• Direction:
Collect every line of the data below that contains the string "white", treating uppercase and lowercase letters as different.

##############################

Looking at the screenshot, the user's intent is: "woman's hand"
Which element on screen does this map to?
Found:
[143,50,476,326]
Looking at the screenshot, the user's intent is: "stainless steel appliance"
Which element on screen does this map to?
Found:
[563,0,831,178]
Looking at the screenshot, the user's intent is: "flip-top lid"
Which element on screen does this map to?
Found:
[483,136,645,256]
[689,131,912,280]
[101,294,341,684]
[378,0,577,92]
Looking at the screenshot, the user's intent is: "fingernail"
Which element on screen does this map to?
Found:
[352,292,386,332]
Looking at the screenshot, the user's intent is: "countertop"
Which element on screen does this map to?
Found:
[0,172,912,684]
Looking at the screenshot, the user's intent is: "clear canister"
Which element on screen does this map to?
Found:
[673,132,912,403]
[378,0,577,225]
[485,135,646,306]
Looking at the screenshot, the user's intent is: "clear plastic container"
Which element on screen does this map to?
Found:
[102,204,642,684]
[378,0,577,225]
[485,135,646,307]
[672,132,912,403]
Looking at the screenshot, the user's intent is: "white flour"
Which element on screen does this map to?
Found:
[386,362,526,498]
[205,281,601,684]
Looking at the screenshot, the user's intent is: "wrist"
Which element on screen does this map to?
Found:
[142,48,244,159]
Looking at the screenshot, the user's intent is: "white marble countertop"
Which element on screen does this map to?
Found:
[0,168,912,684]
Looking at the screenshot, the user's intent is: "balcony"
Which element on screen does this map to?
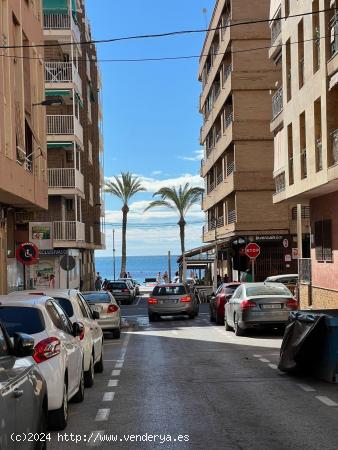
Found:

##############################

• Answer in full:
Looking at the screenshot, the user's intent is: "white flour"
Looking at the screenshot, the user's intent is: "white marble countertop"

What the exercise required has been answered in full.